Validation strategies include:
- Schema conformance — verifying that structured outputs match the expected format
- Factual grounding — checking claims against retrieved source documents, flagging unsupported assertions
- Policy compliance — ensuring outputs do not violate content policies, regulatory requirements, or brand guidelines
- Consistency checking — comparing the current output against previous responses in the same conversation for contradictions
Component 10: Action Gatekeeper. The action gatekeeper enforces approval workflows for high-risk actions. Not every action the agent wants to take should be executed immediately — some require human approval, some need secondary model confirmation, and some should be blocked entirely based on context.
- Risk classification — categorising actions as low, medium, or high risk based on reversibility, impact scope, and cost
- Approval routing — sending high-risk actions to the appropriate human approver with full context
- Escalation policies — automatic escalation when actions exceed defined thresholds
- Audit logging — recording every approval decision, including who approved, when, and with what context
💡The action gatekeeper is where human-in-the-loop meets production architecture. The common mistake is implementing it as a binary switch — either the agent acts autonomously or it asks for approval on everything. Production systems need graduated autonomy: the agent handles routine actions independently, flags unusual ones for review, and blocks dangerous ones entirely. The classification should be configurable per deployment, per user, and per context.
Component 11: Response Formatter. The response formatter transforms the model's raw output into the format expected by the consuming system. This includes structured data extraction, citation generation, confidence scoring, and multi-format output (text, JSON, markdown, HTML) depending on the client.
- Format transformation — converting between output formats without loss of semantic content
- Citation injection — attaching source references to claims based on the context assembler's attribution tags
- Confidence scoring — estimating and communicating the reliability of the response
- Streaming support — delivering partial responses as they are generated for latency-sensitive applications
Layer 4: Operational Infrastructure
Component 12: Observability Pipeline. The observability pipeline captures structured telemetry from every component: request traces, model invocations, tool calls, validation results, and cost metrics. This is not optional logging — it is the primary mechanism for understanding agent behaviour in production.
- Distributed tracing — end-to-end trace IDs that follow a request through every component
- Model invocation logging — prompts, completions, token counts, latency, and model version for every inference call
- Tool call auditing — inputs, outputs, duration, and error states for every tool execution
- Cost attribution — per-request, per-user, and per-task cost tracking with real-time dashboards
Component 13: Cost Controller. The cost controller enforces budgets at multiple levels: per-request, per-user, per-organisation, and global. Agent systems have a unique cost profile — a single request can trigger multiple model invocations and tool calls, each consuming resources. Without explicit budget enforcement, costs scale faster than usage.
- Per-request budgets — maximum token spend and tool call count for a single agent invocation
- Per-user quotas — daily, weekly, and monthly limits that prevent any single user from consuming disproportionate resources
- Organisational budgets — hard spending caps with configurable behaviour when limits are approached (warn, throttle, block)

Data extract:
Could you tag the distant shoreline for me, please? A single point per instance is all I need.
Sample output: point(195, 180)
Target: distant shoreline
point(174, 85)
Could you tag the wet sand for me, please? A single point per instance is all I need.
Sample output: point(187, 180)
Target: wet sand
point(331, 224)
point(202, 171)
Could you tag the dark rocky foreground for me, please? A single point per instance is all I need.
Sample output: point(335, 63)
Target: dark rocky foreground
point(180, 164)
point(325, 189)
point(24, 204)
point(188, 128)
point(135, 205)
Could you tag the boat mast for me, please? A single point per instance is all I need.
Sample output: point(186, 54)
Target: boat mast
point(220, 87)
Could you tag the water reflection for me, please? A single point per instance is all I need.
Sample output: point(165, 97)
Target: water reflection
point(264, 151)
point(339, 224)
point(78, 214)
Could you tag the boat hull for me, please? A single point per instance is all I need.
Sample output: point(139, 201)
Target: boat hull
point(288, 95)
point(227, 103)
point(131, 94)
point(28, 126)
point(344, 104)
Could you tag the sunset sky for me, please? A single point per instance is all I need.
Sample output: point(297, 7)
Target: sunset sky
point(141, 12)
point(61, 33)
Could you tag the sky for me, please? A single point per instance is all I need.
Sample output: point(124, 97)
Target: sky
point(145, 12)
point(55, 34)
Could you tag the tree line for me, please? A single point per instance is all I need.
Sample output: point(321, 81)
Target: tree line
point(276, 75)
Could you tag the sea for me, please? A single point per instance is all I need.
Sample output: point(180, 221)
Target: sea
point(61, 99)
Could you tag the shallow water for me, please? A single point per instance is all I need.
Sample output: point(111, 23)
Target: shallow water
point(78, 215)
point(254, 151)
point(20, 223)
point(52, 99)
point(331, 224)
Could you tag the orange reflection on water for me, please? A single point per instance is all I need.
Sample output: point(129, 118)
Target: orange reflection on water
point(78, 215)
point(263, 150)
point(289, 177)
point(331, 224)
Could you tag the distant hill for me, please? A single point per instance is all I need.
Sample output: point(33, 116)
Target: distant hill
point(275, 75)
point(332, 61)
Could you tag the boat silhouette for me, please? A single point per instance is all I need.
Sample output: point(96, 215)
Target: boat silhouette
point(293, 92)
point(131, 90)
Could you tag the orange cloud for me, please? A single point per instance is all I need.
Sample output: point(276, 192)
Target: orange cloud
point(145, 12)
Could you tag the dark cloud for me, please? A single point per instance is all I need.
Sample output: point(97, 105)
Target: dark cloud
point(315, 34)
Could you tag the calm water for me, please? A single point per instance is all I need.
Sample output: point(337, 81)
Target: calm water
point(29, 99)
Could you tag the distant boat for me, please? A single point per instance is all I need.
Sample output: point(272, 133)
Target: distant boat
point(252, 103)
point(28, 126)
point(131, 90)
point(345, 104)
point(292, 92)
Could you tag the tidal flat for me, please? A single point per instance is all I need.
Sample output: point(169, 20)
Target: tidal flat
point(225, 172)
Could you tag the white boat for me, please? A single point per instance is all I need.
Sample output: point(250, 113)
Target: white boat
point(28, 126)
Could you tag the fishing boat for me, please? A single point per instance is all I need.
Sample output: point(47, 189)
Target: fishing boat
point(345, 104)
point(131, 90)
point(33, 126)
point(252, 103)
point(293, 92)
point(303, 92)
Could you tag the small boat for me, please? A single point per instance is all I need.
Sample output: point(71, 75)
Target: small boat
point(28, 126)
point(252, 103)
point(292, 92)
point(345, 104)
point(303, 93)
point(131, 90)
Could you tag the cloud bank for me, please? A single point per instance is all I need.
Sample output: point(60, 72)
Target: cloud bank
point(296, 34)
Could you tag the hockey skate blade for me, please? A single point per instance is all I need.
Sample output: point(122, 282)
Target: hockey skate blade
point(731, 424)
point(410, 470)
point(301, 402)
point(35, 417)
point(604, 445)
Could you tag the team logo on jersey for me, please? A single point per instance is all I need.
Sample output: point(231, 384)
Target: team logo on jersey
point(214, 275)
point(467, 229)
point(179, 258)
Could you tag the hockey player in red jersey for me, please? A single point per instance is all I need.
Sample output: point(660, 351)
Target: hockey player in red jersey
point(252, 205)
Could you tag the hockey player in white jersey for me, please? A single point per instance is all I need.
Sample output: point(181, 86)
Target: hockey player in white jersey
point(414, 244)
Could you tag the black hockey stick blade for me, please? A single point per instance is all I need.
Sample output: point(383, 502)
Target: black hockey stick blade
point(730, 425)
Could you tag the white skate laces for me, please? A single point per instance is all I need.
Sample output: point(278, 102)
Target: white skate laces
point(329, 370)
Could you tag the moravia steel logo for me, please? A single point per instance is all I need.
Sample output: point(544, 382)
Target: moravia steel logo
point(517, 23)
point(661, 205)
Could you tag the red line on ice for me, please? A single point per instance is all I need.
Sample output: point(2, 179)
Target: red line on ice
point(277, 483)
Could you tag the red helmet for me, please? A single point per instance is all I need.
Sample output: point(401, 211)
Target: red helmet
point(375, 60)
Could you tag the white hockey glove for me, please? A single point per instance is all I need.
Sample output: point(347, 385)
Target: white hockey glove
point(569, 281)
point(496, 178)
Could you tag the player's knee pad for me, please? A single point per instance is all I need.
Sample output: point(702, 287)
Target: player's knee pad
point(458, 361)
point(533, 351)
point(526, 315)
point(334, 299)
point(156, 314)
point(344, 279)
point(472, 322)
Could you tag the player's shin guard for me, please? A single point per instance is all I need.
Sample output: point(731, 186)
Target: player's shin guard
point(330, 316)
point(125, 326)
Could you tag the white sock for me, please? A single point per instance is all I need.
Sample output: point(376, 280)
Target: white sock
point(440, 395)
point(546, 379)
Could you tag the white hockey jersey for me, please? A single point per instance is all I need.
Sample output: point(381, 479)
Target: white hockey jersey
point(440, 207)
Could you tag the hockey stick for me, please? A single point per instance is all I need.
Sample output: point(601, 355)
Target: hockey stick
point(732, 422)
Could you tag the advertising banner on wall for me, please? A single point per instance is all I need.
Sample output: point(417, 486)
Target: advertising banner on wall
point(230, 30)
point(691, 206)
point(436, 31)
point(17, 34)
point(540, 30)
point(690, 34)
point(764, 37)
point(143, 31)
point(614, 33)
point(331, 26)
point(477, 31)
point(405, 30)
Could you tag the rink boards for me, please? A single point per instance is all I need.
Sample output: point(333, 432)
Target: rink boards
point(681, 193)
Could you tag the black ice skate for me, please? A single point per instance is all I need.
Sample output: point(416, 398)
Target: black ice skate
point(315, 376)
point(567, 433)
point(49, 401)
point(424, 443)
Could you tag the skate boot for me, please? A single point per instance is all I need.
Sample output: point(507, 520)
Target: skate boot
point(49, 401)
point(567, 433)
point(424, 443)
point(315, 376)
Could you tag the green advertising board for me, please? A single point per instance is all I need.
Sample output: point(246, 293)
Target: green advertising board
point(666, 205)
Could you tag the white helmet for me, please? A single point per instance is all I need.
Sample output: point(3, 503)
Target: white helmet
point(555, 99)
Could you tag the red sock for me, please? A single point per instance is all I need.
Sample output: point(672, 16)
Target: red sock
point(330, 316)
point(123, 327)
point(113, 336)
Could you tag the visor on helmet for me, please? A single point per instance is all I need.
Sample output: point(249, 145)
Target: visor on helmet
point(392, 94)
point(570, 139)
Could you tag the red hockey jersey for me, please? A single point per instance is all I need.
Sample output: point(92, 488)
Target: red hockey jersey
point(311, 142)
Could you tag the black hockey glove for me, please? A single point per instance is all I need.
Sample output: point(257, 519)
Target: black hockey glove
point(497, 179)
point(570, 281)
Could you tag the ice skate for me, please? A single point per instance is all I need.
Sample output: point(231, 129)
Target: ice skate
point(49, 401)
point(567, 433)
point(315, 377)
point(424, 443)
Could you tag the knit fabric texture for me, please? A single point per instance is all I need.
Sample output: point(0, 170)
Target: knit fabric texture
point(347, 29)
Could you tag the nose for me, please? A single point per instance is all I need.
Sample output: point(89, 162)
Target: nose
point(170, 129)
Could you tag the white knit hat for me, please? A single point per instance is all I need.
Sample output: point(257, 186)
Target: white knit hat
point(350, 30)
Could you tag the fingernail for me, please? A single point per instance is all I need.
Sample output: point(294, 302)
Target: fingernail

Written request 1: In the agent architecture text, at which levels does the cost controller enforce budgets?
Written request 2: Pick up the agent architecture text right after its last line and keep writing.

Answer 1: Per-request, per-user, per-organization, and global.

Answer 2:
- Cost-aware routing — dynamically routing to cheaper models or reducing context when approaching budget limits
Component 14: Error Recovery Engine. The error recovery engine handles failures across the entire harness: model errors, tool failures, timeout breaches, validation rejections, and budget exhaustion. Each failure type has a configured recovery strategy that maintains the user experience without exposing internal error details.
- Retry strategies — model-specific retry policies that account for rate limits, transient errors, and model degradation
- Fallback cascades — ordered lists of alternative approaches when the primary strategy fails
- State preservation — saving progress so that recovery can resume from the last successful step rather than restarting
- User communication — informing the user of delays, partial results, or failures with actionable context
Component 15: Evaluation Loop. The evaluation loop continuously assesses agent quality using automated metrics, human feedback, and domain-specific test suites. This is not a one-time launch gate — it is an ongoing process that detects quality degradation before users do.
- Automated evaluation — running standardised test cases against production traffic samples to detect quality drift
- Human feedback integration — capturing user satisfaction signals and routing low-quality interactions for review
- Regression detection — alerting when quality metrics fall below established baselines
- Model update validation — testing new model versions against the evaluation suite before promoting to production
Security Boundaries: Defence in Depth for Agent Systems
Agent security is not a single layer — it is a series of boundaries, each designed to contain failures that penetrate the previous one. The defence-in-depth model from traditional security applies, but the attack surface is fundamentally different.
Boundary 1: Input Perimeter
The input perimeter separates untrusted user content from the agent's trusted execution environment. Every piece of user-supplied content — text, files, URLs, API responses — is untrusted until validated. The input sanitiser (Component 2) and context assembler (Component 3) implement this boundary.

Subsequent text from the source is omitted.